List every line of the records below that contains the word "forest", matching case exactly.

Excerpt from a dataset
↓↓↓
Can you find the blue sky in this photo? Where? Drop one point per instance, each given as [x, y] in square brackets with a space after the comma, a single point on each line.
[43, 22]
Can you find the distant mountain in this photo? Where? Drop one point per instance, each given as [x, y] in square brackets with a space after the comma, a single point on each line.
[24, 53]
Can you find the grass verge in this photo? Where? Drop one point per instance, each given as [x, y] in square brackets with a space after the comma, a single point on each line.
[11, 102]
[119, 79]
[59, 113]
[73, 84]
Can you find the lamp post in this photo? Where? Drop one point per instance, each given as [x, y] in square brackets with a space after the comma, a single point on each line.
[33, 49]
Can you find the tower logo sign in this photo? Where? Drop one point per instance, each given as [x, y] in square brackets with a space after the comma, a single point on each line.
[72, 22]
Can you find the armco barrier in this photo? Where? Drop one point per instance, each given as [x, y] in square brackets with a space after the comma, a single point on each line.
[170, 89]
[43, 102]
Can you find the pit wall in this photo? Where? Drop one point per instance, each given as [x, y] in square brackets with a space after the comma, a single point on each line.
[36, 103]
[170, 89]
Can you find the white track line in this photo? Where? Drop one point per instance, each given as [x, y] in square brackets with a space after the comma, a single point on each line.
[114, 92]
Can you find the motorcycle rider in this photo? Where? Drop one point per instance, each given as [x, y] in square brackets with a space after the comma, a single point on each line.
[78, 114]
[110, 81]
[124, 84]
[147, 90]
↑↑↑
↓↓↓
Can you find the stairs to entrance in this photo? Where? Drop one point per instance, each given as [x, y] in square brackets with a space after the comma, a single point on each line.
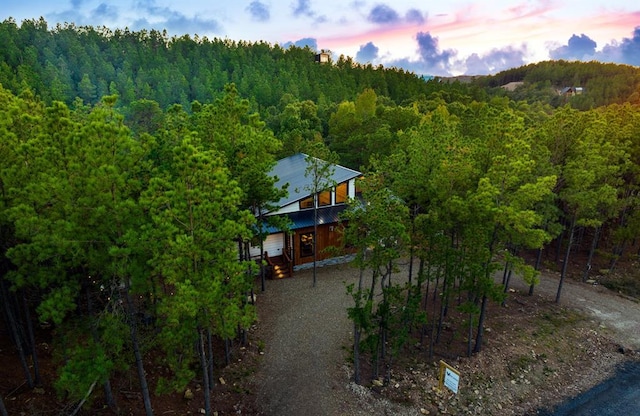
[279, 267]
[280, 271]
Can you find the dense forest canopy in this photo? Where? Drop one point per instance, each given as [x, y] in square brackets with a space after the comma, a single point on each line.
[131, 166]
↑↑↑
## OUTPUT FOR THIS EXERCISE:
Can you find the dense forest canopy in this photo? Where? Drop one point per instance, each given as [x, y] in square brackets with a space after the comma, a single point on each line.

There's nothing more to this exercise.